(Point annotation data)
______

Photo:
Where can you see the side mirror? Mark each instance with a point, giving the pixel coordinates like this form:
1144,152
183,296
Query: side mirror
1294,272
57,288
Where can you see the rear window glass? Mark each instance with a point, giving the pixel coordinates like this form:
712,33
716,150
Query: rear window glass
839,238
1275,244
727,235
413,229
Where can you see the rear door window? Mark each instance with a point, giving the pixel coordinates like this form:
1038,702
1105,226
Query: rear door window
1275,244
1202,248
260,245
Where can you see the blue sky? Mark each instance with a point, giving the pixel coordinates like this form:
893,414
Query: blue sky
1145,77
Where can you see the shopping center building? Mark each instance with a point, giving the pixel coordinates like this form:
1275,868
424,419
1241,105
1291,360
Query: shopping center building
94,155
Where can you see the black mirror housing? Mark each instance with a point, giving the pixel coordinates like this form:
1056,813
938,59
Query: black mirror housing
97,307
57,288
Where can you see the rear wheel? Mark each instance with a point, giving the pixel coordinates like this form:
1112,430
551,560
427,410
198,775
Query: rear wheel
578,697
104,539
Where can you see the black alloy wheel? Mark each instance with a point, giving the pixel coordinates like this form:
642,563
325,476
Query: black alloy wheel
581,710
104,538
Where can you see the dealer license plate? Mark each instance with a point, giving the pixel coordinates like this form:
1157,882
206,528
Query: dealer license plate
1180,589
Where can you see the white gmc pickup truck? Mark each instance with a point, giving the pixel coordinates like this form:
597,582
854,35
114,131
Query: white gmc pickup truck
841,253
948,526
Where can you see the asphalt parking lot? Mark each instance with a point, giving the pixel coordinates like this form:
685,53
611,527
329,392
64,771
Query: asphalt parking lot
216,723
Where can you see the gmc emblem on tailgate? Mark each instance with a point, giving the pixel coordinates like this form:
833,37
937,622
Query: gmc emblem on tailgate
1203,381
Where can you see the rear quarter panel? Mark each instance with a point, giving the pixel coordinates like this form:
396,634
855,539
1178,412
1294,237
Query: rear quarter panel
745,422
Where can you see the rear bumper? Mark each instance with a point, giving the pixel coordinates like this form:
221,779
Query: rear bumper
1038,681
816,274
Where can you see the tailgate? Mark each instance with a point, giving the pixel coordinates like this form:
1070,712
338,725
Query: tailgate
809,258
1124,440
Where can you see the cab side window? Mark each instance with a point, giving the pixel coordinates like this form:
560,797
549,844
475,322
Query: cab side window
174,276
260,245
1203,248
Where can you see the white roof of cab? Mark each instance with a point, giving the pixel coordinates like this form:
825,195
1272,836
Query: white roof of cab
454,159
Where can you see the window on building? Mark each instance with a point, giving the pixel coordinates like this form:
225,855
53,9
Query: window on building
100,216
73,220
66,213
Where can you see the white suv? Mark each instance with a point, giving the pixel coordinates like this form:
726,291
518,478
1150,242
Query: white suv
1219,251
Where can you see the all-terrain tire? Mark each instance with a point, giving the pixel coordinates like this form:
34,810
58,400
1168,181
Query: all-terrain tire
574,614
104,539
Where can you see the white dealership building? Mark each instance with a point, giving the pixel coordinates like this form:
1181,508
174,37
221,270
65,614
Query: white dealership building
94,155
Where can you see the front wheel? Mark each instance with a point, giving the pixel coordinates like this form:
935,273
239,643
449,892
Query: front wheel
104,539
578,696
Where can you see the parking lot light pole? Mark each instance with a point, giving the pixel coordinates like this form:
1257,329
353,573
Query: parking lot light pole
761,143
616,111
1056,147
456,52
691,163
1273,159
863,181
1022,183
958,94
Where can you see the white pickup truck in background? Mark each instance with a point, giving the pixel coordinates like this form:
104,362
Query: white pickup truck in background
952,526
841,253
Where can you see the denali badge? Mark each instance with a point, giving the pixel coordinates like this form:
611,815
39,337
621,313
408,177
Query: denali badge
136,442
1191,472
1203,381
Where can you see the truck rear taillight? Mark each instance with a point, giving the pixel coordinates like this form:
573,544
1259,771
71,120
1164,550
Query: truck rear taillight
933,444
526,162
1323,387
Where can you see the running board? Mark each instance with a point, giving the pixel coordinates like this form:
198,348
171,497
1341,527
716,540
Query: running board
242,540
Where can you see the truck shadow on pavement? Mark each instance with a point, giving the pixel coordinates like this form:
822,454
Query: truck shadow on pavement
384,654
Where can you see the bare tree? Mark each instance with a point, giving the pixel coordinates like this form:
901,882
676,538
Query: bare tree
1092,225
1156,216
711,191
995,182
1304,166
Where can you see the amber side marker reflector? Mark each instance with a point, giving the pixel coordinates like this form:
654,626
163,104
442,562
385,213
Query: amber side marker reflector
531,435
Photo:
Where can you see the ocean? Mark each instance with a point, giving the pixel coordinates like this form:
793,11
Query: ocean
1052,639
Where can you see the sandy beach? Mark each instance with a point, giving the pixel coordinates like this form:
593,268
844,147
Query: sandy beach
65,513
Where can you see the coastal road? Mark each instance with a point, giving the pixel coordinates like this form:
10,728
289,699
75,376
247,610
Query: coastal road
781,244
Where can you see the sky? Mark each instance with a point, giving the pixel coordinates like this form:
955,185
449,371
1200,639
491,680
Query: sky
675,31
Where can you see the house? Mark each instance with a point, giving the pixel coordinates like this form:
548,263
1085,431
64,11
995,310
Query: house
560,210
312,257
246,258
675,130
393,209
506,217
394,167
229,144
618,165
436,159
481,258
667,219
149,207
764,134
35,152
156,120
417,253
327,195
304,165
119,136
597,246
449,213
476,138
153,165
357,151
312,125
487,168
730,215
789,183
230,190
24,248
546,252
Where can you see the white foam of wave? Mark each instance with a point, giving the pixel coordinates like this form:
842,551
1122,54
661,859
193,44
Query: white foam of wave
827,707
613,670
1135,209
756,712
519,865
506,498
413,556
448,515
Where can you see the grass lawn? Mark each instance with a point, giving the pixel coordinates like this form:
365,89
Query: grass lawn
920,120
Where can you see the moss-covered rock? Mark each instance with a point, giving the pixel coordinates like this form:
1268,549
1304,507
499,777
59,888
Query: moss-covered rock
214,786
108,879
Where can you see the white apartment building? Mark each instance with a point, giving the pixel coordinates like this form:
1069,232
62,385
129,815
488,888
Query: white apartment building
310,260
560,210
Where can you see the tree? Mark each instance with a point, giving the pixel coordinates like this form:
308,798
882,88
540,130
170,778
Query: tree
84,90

______

**Exercise description**
Can you turn every line of the records above into a numbered list, leaving out any blank lines?

**Response to the task**
1. Photo:
2. Where can you see the side mirror? Mark each instance with a point, giving the pixel coordinates like this form:
3. 1144,152
4. 183,296
5. Query: side mirror
6. 1294,272
7. 57,288
8. Where can you see the rear window glass? Mark each instance with a point, giving the pixel coordinates like this form:
9. 712,33
10. 716,150
11. Query: rear window glass
12. 839,238
13. 1275,244
14. 727,235
15. 413,229
16. Where can you see the rear door window? Mark each instance with a point, giving the pixel coordinates like this form:
17. 1038,702
18. 1105,226
19. Query: rear door window
20. 1275,244
21. 1202,248
22. 260,245
23. Where can you see the blue sky? Mark each instance with a point, giving the pixel coordinates like this form:
24. 893,414
25. Query: blue sky
26. 1145,77
27. Where can you see the shopping center building? Mark each instance with a point, giving the pixel coordinates like this form:
28. 1275,868
29. 424,419
30. 1241,105
31. 1291,360
32. Query: shopping center building
33. 94,155
34. Where can you see the black mirror housing? Mark each instance with a point, giving the pixel coordinates like this form:
35. 1056,813
36. 938,59
37. Query: black mirror housing
38. 97,307
39. 57,288
40. Where can you see the rear wheel? Mark each instance with a point, giving the pixel coordinates like this form:
41. 1112,430
42. 551,560
43. 427,410
44. 198,775
45. Query: rear wheel
46. 578,697
47. 104,539
48. Where can you see the black alloy wheel? Mark each instance with a point, giving the pixel coordinates like this form:
49. 642,563
50. 325,476
51. Query: black alloy wheel
52. 581,710
53. 104,538
54. Where can you see the dealer license plate? Mark each instance with a point, giving the pixel coordinates like this form:
55. 1157,882
56. 206,528
57. Query: dealer license plate
58. 1180,589
59. Where can you see the white gmc pickup truck? Mark each instance with a point, giving the pixel coordinates like this form:
60. 597,582
61. 854,35
62. 114,131
63. Query: white gmc pickup truck
64. 841,253
65. 948,526
66. Where can you see the asphalt parking lot? Mark each instance with a point, giving the pixel coordinates like this form:
67. 685,53
68. 611,527
69. 329,392
70. 64,771
71. Query: asphalt parking lot
72. 216,723
73. Where can you see the gmc emblem on tailgate? Mark each instance with a point, giving the pixel coordinates like this form:
74. 833,37
75. 937,622
76. Query: gmc emblem on tailgate
77. 1203,381
78. Where can you see the rear quarter panel? Mark each instance with a point, giving the pixel coordinates like this form:
79. 396,634
80. 855,539
81. 1178,412
82. 1294,237
83. Query: rear quarter panel
84. 745,422
85. Where can you see the rear bumper? Mark each instance with a point, giving the pixel coordinates like this form:
86. 221,779
87. Query: rear bumper
88. 1038,681
89. 816,274
90. Where can you see the tailgate? Mark each instance with a point, giving the pixel coordinates like this form:
91. 1070,712
92. 338,725
93. Query: tailgate
94. 809,258
95. 1124,440
96. Where can you see the cab side window? Mark each instance with a point, giving the pixel coordinates like this form:
97. 560,797
98. 549,844
99. 475,322
100. Query: cab side window
101. 174,276
102. 260,245
103. 1203,248
104. Where can you see the white roof of cab? Mark each instance with a point, giving the pixel coordinates like this form:
105. 825,195
106. 1272,836
107. Query: white roof of cab
108. 454,159
109. Where can you see the window on building? Mark each instance with a point, giving the pixel coordinates like this form:
110. 225,855
111. 53,9
112. Query: window on building
113. 100,216
114. 73,220
115. 66,213
116. Where can you see the white suv? Mark each instance with a point, giving the pixel coordinates like this form:
117. 726,291
118. 518,478
119. 1150,242
120. Query: white suv
121. 1219,251
122. Where can you see the all-terrain tire? Mark each instance with a point, giving the pixel coordinates like this form:
123. 34,810
124. 58,400
125. 1168,181
126. Query: all-terrain tire
127. 574,614
128. 104,539
129. Where can you see the white dealership building? Mark each instance with a point, giving the pixel coordinates like this form:
130. 1181,508
131. 174,37
132. 221,270
133. 65,614
134. Query: white dealership building
135. 94,155
136. Where can you see the front wheel? Mark each instance with a point, giving the pixel coordinates like this form:
137. 935,273
138. 239,643
139. 449,892
140. Query: front wheel
141. 104,539
142. 578,696
143. Where can you see the parking lot light pole? Mark each instance with a point, giving the pixel coordinates like this form:
144. 1257,329
145. 353,573
146. Query: parking lot light pole
147. 761,143
148. 616,111
149. 1056,147
150. 456,52
151. 691,163
152. 1273,159
153. 863,181
154. 1022,183
155. 958,94
156. Where can you see the white pickup truck in background? Mark each instance with a point, giving the pixel coordinates like this form:
157. 104,362
158. Query: white pickup truck in background
159. 952,526
160. 841,253
161. Where can you see the denali badge? Mark each instance with a point, giving the pixel coordinates like this form:
162. 611,815
163. 39,337
164. 621,313
165. 408,177
166. Query: denali badge
167. 136,442
168. 1191,472
169. 1203,381
170. Where can you see the truck rear taillight? Mark each instance with a point, giving the pixel coordinates like this form:
171. 573,544
172. 1259,771
173. 71,120
174. 1164,550
175. Query: truck rear taillight
176. 933,444
177. 526,162
178. 1323,387
179. Where can you see the running board? Mark each instance with a point, giving the pixel coordinates like this form:
180. 198,348
181. 171,497
182. 1341,527
183. 716,540
184. Query: running board
185. 242,540
186. Where can you see the truck shadow on pavement? Mark each instance with a point, giving the pixel coordinates like this form:
187. 822,454
188. Query: truck shadow on pavement
189. 384,654
190. Where can you see the bare tree? Mark each instance with a point, giving the pixel coordinates like this form:
191. 901,882
192. 676,538
193. Query: bare tree
194. 1092,225
195. 1156,216
196. 711,191
197. 995,182
198. 1304,166
199. Where can you see the amber side marker reflector? Mark each instance with a point, giving the pixel coordinates like this form:
200. 654,626
201. 163,104
202. 442,562
203. 385,213
204. Query: amber side marker reflector
205. 531,435
206. Photo:
207. Where can you see the ocean? Mark each instance with a point, giving the pixel coordinates like this form:
208. 793,11
209. Query: ocean
210. 1052,639
211. Where can you see the sandy beach? Mark each instance with a point, giving the pixel coordinates like this form:
212. 593,268
213. 844,147
214. Query: sandy beach
215. 65,513
216. Where can you see the coastal road? Mark each instance with a point, giving the pixel coordinates like this form:
217. 10,728
218. 289,699
219. 75,376
220. 247,610
221. Query: coastal road
222. 781,244
223. Where can you see the sky? Mark each instance with a point, giving the pixel coordinates like this form:
224. 955,185
225. 449,371
226. 1200,639
227. 491,680
228. Query: sky
229. 675,31
230. Where can you see the house? Mark each instance with a point, giving the pixel coordinates like this form:
231. 548,263
232. 1085,431
233. 64,11
234. 995,310
235. Query: house
236. 560,210
237. 312,257
238. 246,258
239. 675,130
240. 393,209
241. 506,217
242. 394,167
243. 229,144
244. 618,165
245. 436,159
246. 481,258
247. 667,219
248. 149,207
249. 764,134
250. 35,152
251. 156,120
252. 417,253
253. 327,195
254. 304,165
255. 119,136
256. 597,246
257. 449,213
258. 476,138
259. 153,165
260. 357,151
261. 312,125
262. 487,168
263. 730,215
264. 789,183
265. 230,190
266. 24,248
267. 546,252
268. Where can you see the white foam of wave? Mark each instance with a point, giving the pixel coordinates like this form:
269. 842,551
270. 1122,54
271. 661,859
272. 193,44
273. Query: white foam of wave
274. 827,707
275. 613,670
276. 1135,209
277. 756,712
278. 519,865
279. 506,498
280. 413,556
281. 448,515
282. Where can you see the grass lawn? Mark each instance with a point, giving the pixel coordinates like this form:
283. 365,89
284. Query: grass lawn
285. 920,120
286. Where can you see the moss-covered rock? Mark each instance with a point, giving the pixel coordinates like this form:
287. 1268,549
288. 1304,507
289. 499,777
290. 59,888
291. Query: moss-covered rock
292. 214,786
293. 108,879
294. Where can you see the white apartment building? Mark each instance with a point, giving the pixel coordinates like this form:
295. 1069,232
296. 62,385
297. 129,815
298. 488,888
299. Query: white apartment building
300. 310,260
301. 560,210
302. Where can you see the tree? Mark each instance with a point, giving the pixel coordinates like this form:
303. 308,798
304. 882,88
305. 540,130
306. 170,778
307. Query: tree
308. 84,90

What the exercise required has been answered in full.